### Short problem
Write out the material again exactly, please, and omit the pictures.

### The data
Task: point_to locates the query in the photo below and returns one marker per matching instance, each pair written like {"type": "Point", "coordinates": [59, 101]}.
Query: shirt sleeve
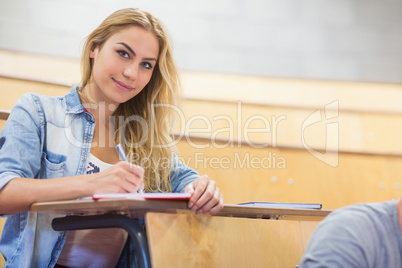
{"type": "Point", "coordinates": [341, 240]}
{"type": "Point", "coordinates": [20, 142]}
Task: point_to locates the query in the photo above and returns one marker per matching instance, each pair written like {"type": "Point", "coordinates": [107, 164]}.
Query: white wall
{"type": "Point", "coordinates": [324, 39]}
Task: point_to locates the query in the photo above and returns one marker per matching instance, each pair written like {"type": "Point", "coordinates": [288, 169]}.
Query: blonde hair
{"type": "Point", "coordinates": [151, 105]}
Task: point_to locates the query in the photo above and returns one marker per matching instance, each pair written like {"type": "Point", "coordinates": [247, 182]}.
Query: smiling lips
{"type": "Point", "coordinates": [122, 86]}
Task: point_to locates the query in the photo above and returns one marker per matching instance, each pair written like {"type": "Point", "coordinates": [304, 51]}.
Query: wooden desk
{"type": "Point", "coordinates": [239, 236]}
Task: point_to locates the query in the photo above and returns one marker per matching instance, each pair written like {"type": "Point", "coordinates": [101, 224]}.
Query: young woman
{"type": "Point", "coordinates": [57, 148]}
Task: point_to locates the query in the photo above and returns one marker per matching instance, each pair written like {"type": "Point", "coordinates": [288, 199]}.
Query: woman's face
{"type": "Point", "coordinates": [123, 66]}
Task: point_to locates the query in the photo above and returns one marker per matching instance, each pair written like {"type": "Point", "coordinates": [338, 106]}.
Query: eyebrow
{"type": "Point", "coordinates": [132, 51]}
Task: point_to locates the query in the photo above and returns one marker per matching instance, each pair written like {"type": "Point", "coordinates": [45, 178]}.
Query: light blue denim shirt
{"type": "Point", "coordinates": [48, 137]}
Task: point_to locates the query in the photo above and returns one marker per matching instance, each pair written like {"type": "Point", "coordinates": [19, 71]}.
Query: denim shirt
{"type": "Point", "coordinates": [48, 137]}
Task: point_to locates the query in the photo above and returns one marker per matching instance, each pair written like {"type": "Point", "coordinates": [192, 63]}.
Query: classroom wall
{"type": "Point", "coordinates": [328, 39]}
{"type": "Point", "coordinates": [275, 162]}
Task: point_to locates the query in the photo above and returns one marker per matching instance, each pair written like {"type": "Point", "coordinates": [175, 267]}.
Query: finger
{"type": "Point", "coordinates": [217, 208]}
{"type": "Point", "coordinates": [205, 196]}
{"type": "Point", "coordinates": [210, 203]}
{"type": "Point", "coordinates": [199, 186]}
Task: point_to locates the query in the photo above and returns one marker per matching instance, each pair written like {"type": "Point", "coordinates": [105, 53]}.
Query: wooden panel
{"type": "Point", "coordinates": [203, 241]}
{"type": "Point", "coordinates": [307, 228]}
{"type": "Point", "coordinates": [245, 174]}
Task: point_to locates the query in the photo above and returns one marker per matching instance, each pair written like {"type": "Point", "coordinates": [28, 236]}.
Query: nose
{"type": "Point", "coordinates": [131, 71]}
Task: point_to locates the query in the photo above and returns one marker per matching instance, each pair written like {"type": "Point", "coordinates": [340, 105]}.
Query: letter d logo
{"type": "Point", "coordinates": [330, 156]}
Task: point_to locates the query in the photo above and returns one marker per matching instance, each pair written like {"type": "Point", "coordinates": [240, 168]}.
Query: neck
{"type": "Point", "coordinates": [399, 210]}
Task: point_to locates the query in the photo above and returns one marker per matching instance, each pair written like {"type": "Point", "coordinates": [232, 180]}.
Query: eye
{"type": "Point", "coordinates": [123, 53]}
{"type": "Point", "coordinates": [147, 65]}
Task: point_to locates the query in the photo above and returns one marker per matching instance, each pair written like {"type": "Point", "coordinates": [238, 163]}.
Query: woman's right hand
{"type": "Point", "coordinates": [122, 177]}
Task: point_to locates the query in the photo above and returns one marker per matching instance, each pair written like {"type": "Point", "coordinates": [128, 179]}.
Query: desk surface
{"type": "Point", "coordinates": [138, 208]}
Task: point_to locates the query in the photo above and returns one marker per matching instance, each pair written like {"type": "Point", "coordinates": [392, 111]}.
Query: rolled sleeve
{"type": "Point", "coordinates": [20, 149]}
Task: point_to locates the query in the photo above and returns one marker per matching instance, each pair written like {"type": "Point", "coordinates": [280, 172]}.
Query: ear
{"type": "Point", "coordinates": [93, 51]}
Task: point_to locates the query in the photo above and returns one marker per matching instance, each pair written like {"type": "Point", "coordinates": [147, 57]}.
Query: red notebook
{"type": "Point", "coordinates": [170, 196]}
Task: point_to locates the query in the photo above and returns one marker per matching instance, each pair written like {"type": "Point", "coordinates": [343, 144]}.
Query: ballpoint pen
{"type": "Point", "coordinates": [122, 156]}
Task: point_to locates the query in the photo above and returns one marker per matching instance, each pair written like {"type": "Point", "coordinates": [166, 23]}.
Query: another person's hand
{"type": "Point", "coordinates": [206, 197]}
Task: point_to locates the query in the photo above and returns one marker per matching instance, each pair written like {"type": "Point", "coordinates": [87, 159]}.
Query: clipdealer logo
{"type": "Point", "coordinates": [331, 154]}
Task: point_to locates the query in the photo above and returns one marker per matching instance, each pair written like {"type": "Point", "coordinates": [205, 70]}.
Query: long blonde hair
{"type": "Point", "coordinates": [152, 146]}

### Correct answer
Task: point_to locates the query in the photo below and returns one marker per matching instance, each pair written like {"type": "Point", "coordinates": [59, 101]}.
Query: shirt sleeve
{"type": "Point", "coordinates": [341, 240]}
{"type": "Point", "coordinates": [20, 142]}
Task: point_to locates the query in the photo above and returns one marker per matching instance, each pair written like {"type": "Point", "coordinates": [107, 164]}.
Query: white wall
{"type": "Point", "coordinates": [324, 39]}
Task: point_to locates the query in the photo above and returns one marker per matching instance, each pair written like {"type": "Point", "coordinates": [288, 169]}.
Query: blonde hair
{"type": "Point", "coordinates": [151, 105]}
Task: point_to locates the query in the photo above and returns one marker per matching instance, each pair written like {"type": "Point", "coordinates": [247, 182]}.
Query: smiling lips
{"type": "Point", "coordinates": [122, 86]}
Task: point_to locates the query in the photo above and returns one marker per matching instance, each pair written like {"type": "Point", "coordinates": [304, 51]}.
Query: wooden desk
{"type": "Point", "coordinates": [239, 236]}
Task: point_to locates the query in the photo above and returns one marker per matching instance, each pair written like {"type": "Point", "coordinates": [101, 224]}.
Query: young woman
{"type": "Point", "coordinates": [57, 148]}
Task: point_to locates the query in the photo above and returns one marker per matching instance, each pair written like {"type": "Point", "coordinates": [288, 199]}.
Query: woman's face
{"type": "Point", "coordinates": [123, 66]}
Task: point_to locates the query in the photo above and returns one marker per matching instance, each pair written like {"type": "Point", "coordinates": [338, 106]}.
Query: eyebrow
{"type": "Point", "coordinates": [132, 51]}
Task: point_to locates the query in the photo above and returns one marker per matching instance, each pair written like {"type": "Point", "coordinates": [45, 178]}.
Query: light blue denim shirt
{"type": "Point", "coordinates": [48, 137]}
Task: point_to locates the query in the photo above and returns one marker per matching instance, each pair written like {"type": "Point", "coordinates": [19, 71]}.
Query: denim shirt
{"type": "Point", "coordinates": [48, 137]}
Task: point_to locates the query in the photo above and returns one marker per matching instance, each pair written like {"type": "Point", "coordinates": [192, 63]}.
Query: classroom wall
{"type": "Point", "coordinates": [328, 39]}
{"type": "Point", "coordinates": [275, 162]}
Task: point_to locates the query in the photo above and returns one marker per matching instance, each pair written like {"type": "Point", "coordinates": [175, 267]}.
Query: finger
{"type": "Point", "coordinates": [217, 208]}
{"type": "Point", "coordinates": [205, 196]}
{"type": "Point", "coordinates": [210, 203]}
{"type": "Point", "coordinates": [199, 186]}
Task: point_to locates the query in the photo above and returns one marker per matching instance, each pair written like {"type": "Point", "coordinates": [105, 53]}.
Query: wooden panel
{"type": "Point", "coordinates": [203, 241]}
{"type": "Point", "coordinates": [307, 228]}
{"type": "Point", "coordinates": [245, 174]}
Task: point_to locates the query in the photo above and returns one marker per matching instance, each pair written like {"type": "Point", "coordinates": [28, 236]}.
Query: nose
{"type": "Point", "coordinates": [131, 71]}
Task: point_to locates the query in the photo above and returns one marker per matching instance, each pair written like {"type": "Point", "coordinates": [340, 105]}.
Query: letter d logo
{"type": "Point", "coordinates": [330, 156]}
Task: point_to locates the query in the photo above and returns one marker per matching instance, each pair written like {"type": "Point", "coordinates": [240, 168]}.
Query: neck
{"type": "Point", "coordinates": [399, 210]}
Task: point_to locates the query in the photo above and returns one marker per matching instance, each pair written like {"type": "Point", "coordinates": [232, 180]}.
Query: eye
{"type": "Point", "coordinates": [123, 53]}
{"type": "Point", "coordinates": [147, 65]}
Task: point_to locates the query in the photo above and returns one marker per matching instance, each pair written like {"type": "Point", "coordinates": [238, 163]}.
Query: woman's right hand
{"type": "Point", "coordinates": [122, 177]}
Task: point_to locates the query in the photo above and returns one marker per matching instance, each pair written like {"type": "Point", "coordinates": [128, 179]}.
Query: desk surface
{"type": "Point", "coordinates": [138, 208]}
Task: point_to locates the query in the photo above and returns one marker per matching instance, each pair written like {"type": "Point", "coordinates": [392, 111]}.
Query: rolled sleeve
{"type": "Point", "coordinates": [20, 149]}
Task: point_to locates the query in the photo above and returns one marker per matching instance, each pair written like {"type": "Point", "coordinates": [280, 172]}.
Query: ear
{"type": "Point", "coordinates": [93, 51]}
Task: point_to locates the query in the photo above and returns one marker per matching instance, each pair written like {"type": "Point", "coordinates": [147, 57]}.
Query: red notebook
{"type": "Point", "coordinates": [170, 196]}
Task: point_to locates the query in the photo above and returns one marker per matching instance, each pair written like {"type": "Point", "coordinates": [343, 144]}.
Query: ballpoint pen
{"type": "Point", "coordinates": [122, 156]}
Task: point_to locates the query in the photo above and returns one marker per matching instance, each pair written like {"type": "Point", "coordinates": [166, 23]}.
Query: another person's hand
{"type": "Point", "coordinates": [206, 197]}
Task: point_to locates the query in the photo above and returns one marker per matching instance, each pair written like {"type": "Point", "coordinates": [87, 159]}.
Query: clipdealer logo
{"type": "Point", "coordinates": [331, 154]}
Task: point_to locates the query in the photo above and returns one marker per matching instance, each pair written like {"type": "Point", "coordinates": [205, 70]}.
Query: long blonde hair
{"type": "Point", "coordinates": [152, 146]}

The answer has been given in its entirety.